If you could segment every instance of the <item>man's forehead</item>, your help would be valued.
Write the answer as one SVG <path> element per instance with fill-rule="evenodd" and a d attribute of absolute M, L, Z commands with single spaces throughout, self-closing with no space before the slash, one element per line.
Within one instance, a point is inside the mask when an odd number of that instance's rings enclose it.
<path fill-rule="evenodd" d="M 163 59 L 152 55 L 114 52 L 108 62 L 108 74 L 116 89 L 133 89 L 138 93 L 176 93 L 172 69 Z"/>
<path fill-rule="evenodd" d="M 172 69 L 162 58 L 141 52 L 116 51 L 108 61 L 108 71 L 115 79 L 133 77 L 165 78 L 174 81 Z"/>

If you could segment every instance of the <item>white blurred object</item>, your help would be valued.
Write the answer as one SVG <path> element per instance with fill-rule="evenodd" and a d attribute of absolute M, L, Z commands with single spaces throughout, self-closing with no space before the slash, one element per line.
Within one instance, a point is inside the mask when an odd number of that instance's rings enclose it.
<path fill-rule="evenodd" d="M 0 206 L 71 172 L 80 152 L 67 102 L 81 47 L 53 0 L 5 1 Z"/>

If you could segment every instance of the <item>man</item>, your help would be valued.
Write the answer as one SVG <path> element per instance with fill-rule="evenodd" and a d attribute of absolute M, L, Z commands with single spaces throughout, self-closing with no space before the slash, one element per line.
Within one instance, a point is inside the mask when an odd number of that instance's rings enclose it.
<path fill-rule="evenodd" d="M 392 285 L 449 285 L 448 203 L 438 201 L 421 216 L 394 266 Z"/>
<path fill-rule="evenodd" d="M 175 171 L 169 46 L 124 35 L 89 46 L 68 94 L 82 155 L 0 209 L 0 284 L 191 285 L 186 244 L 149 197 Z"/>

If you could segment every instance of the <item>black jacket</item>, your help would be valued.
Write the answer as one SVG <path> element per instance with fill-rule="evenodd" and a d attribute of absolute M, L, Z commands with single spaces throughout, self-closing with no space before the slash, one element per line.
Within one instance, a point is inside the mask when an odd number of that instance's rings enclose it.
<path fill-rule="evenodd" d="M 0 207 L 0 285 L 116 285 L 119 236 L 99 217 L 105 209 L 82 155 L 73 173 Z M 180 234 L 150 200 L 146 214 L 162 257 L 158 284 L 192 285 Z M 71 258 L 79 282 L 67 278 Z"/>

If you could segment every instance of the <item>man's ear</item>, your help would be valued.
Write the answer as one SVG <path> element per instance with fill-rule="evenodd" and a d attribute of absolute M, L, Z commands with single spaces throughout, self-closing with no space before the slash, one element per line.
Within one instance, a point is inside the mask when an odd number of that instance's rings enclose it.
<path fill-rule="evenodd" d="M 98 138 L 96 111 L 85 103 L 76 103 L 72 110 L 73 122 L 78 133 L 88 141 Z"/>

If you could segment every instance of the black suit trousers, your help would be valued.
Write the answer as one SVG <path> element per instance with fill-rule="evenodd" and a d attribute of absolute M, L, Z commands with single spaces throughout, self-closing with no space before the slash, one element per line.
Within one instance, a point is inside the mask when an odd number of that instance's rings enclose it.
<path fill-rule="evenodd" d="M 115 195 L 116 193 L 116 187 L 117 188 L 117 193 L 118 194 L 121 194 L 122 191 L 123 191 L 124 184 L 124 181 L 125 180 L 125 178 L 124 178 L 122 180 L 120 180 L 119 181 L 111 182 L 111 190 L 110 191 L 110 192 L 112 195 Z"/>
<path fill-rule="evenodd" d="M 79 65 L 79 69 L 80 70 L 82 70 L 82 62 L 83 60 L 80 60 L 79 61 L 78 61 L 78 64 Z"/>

____________________

• SHORT EXERCISE: Carry over the part of the listing that opens with the line containing "If you could segment every instance of the <item>black" and closes with the line containing "98 138 L 96", requests included, adding -56 to every coordinate in the answers.

• EXERCISE ANSWER:
If you could segment every instance of the <item>black jacket</item>, your help would be valued.
Write the answer as one SVG <path> element per instance with fill-rule="evenodd" and a d attribute of absolute M, L, Z commands with single spaces throughout, self-closing with no space before the slash, one element per line.
Within one instance, a point is inside the mask when an odd number of that instance's rings enclose it.
<path fill-rule="evenodd" d="M -56 151 L -56 229 L 60 229 L 63 180 L 43 161 L 49 153 L 26 99 L 17 117 Z M 124 178 L 94 144 L 90 158 L 106 201 L 102 228 L 136 229 Z M 15 202 L 23 226 L 11 222 Z"/>

If you could segment every instance of the <item>man's ear</item>, your help would be valued.
Write the answer as one SVG <path> element per instance with fill-rule="evenodd" and a d attribute of absolute M, L, Z commands with single spaces throughout, self-closing with no space before the slash, one element per line.
Within one instance, a point is inside the mask when an odd number of that instance's rings enclose it.
<path fill-rule="evenodd" d="M 42 82 L 40 55 L 29 47 L 20 47 L 16 54 L 17 66 L 22 77 L 32 85 Z"/>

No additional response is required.